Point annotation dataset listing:
-- Begin --

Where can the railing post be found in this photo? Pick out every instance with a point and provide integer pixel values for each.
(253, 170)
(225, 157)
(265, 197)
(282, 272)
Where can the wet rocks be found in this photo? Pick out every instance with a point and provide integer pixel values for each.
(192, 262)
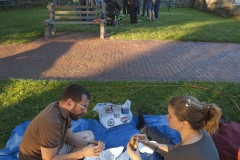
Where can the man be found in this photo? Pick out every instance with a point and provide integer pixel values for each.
(49, 135)
(133, 7)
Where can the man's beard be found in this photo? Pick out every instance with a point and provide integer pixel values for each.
(75, 116)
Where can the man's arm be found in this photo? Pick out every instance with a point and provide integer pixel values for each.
(50, 154)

-- End --

Recast the listing above as a two-column CSV headed "instruction" and "points". Each row should hold one piece of text from the listing and the answer that follows it, each in its own quoted field with line breaks changed to spaces, and the pictures left out.

(WRITTEN ANSWER):
instruction,points
"Where can the railing post be found in this photo? Pick out every instance with a point and provide integer pixel values for each.","(253, 170) (225, 157) (265, 197) (282, 272)"
"Where can the wet rocks be found in this photo? Pick out every instance with a point and provide integer pixel values for each.","(192, 262)"
"Where can the man be found in this photo? Pick out every instance with a point and provide integer pixel values for each.","(49, 135) (133, 7)"
"Where can the man's beard be found in this photo? Pick out every instance with a point and provide integer pixel values for each.","(75, 116)"
"Where can the man's arm be found in this photo? Pick out every instance with a point and provide integer pixel values for each.","(50, 154)"